##### The data
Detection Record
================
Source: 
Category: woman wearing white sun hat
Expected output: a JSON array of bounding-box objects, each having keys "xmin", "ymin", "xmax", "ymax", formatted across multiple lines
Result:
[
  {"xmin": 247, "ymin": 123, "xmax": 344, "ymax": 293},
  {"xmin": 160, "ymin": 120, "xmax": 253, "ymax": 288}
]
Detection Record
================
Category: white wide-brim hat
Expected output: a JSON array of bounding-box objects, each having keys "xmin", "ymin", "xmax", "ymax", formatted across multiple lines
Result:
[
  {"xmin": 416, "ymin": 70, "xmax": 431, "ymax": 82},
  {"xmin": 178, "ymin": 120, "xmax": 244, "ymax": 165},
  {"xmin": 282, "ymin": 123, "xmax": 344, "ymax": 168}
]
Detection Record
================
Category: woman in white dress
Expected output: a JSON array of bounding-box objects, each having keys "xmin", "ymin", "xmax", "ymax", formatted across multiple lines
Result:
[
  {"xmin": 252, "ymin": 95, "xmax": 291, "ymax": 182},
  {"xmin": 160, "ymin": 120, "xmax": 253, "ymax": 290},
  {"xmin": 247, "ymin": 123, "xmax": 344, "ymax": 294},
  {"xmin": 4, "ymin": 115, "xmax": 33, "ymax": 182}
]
##########
» Stated problem
Please quote every line of the records above, word for word and in the same order.

» Answer for the task
Detection Record
================
Source: 
Category: woman wearing white sun hat
Expected output: a JSON array of bounding-box objects, each having keys "xmin", "ymin", "xmax", "ymax", formatted across multiple lines
Result:
[
  {"xmin": 247, "ymin": 123, "xmax": 344, "ymax": 293},
  {"xmin": 160, "ymin": 120, "xmax": 253, "ymax": 288}
]
Detection Record
================
Category: white wide-brim hat
Expected output: a JSON array of bounding-box objects, each having keys "xmin", "ymin", "xmax", "ymax", formatted across multiple lines
Result:
[
  {"xmin": 416, "ymin": 70, "xmax": 431, "ymax": 82},
  {"xmin": 178, "ymin": 120, "xmax": 244, "ymax": 165},
  {"xmin": 282, "ymin": 123, "xmax": 344, "ymax": 168}
]
Detection Record
================
Category: woman in white dress
Expected output: a JSON array of bounding-box objects, each having keys "xmin", "ymin", "xmax", "ymax", formatted across multiple lines
Result:
[
  {"xmin": 252, "ymin": 95, "xmax": 291, "ymax": 182},
  {"xmin": 160, "ymin": 120, "xmax": 253, "ymax": 290},
  {"xmin": 247, "ymin": 123, "xmax": 344, "ymax": 294},
  {"xmin": 4, "ymin": 115, "xmax": 33, "ymax": 182}
]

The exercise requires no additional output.